Activity ▸ Take each line below that has "marker" and copy it.

Data for review ▸

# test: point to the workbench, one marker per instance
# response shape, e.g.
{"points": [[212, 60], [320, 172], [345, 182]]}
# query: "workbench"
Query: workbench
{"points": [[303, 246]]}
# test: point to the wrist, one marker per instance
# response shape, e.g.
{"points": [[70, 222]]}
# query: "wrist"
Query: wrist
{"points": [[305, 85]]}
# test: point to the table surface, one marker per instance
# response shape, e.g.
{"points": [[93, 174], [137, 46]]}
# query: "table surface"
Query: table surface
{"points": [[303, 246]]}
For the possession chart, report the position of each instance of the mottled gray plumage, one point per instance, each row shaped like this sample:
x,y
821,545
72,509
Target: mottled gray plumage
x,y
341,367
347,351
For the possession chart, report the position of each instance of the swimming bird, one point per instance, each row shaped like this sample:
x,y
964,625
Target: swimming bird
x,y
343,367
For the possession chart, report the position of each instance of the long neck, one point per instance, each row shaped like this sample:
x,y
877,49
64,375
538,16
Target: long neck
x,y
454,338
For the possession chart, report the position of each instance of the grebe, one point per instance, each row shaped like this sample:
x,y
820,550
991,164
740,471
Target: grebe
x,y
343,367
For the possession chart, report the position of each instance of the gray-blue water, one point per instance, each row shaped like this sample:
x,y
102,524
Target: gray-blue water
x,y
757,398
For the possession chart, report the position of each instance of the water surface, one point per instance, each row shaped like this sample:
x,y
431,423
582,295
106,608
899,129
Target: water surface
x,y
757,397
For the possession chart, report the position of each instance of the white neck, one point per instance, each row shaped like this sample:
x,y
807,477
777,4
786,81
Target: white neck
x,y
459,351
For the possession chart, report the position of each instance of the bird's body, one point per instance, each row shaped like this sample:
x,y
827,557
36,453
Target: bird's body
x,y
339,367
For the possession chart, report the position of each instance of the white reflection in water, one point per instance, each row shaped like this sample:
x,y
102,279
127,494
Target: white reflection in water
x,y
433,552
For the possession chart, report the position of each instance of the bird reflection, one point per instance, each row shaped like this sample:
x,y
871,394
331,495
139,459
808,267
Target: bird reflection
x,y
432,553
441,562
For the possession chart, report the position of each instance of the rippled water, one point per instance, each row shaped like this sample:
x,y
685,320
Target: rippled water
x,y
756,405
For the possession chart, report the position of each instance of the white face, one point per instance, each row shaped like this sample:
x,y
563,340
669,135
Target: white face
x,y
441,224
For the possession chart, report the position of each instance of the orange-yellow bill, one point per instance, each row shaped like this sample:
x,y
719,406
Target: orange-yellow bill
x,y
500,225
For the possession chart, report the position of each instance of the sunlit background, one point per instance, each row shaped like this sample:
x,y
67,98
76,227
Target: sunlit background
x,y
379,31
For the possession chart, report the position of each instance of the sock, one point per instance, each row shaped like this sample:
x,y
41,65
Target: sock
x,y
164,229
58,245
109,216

==

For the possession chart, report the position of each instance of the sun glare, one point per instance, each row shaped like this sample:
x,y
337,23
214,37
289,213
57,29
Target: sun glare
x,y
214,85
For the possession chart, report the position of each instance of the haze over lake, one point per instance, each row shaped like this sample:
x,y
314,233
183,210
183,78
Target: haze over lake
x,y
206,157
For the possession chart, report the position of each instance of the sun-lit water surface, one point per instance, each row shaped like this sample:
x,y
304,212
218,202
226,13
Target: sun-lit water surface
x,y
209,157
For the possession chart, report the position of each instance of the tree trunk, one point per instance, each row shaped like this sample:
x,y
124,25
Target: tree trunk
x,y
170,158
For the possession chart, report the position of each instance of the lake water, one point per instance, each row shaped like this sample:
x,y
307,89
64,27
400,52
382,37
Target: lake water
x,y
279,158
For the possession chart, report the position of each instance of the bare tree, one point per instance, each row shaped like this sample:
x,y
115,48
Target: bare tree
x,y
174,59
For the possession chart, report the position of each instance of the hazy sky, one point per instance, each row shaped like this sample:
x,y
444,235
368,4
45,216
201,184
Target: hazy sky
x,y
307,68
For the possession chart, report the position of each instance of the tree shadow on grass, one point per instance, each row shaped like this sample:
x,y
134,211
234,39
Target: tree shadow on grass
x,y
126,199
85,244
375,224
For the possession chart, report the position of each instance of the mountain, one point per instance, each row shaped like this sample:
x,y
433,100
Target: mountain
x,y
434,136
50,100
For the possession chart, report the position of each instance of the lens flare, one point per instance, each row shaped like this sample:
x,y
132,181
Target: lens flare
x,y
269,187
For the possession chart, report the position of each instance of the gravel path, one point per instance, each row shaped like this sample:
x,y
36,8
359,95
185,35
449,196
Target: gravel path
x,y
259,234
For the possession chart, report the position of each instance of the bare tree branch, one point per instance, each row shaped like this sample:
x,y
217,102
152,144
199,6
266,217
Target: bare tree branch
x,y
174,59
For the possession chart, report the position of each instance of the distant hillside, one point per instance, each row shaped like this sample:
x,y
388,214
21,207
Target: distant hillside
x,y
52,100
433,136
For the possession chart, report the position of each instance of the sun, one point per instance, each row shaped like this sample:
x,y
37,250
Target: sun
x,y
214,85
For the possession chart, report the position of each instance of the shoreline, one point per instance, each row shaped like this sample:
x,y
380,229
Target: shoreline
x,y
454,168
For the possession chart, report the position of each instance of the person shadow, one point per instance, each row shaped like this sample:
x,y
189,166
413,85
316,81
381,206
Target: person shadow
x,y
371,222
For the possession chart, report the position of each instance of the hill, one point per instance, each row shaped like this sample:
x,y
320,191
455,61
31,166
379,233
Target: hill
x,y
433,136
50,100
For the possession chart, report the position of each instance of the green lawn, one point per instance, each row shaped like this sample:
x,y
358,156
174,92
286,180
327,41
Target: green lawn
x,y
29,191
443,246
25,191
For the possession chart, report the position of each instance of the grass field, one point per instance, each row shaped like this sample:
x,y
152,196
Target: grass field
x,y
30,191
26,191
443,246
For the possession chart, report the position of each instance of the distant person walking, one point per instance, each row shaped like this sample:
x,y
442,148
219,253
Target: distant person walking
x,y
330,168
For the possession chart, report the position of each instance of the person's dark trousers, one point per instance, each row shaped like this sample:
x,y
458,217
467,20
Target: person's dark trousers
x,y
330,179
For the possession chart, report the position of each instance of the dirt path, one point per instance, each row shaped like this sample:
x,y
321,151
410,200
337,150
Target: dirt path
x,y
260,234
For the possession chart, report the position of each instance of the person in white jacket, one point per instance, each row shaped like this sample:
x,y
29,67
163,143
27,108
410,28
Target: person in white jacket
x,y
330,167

Response ▸
# test: point to the workbench, one marker per instance
# test: point to the wrist, one marker per instance
# test: point to the table surface, one marker per instance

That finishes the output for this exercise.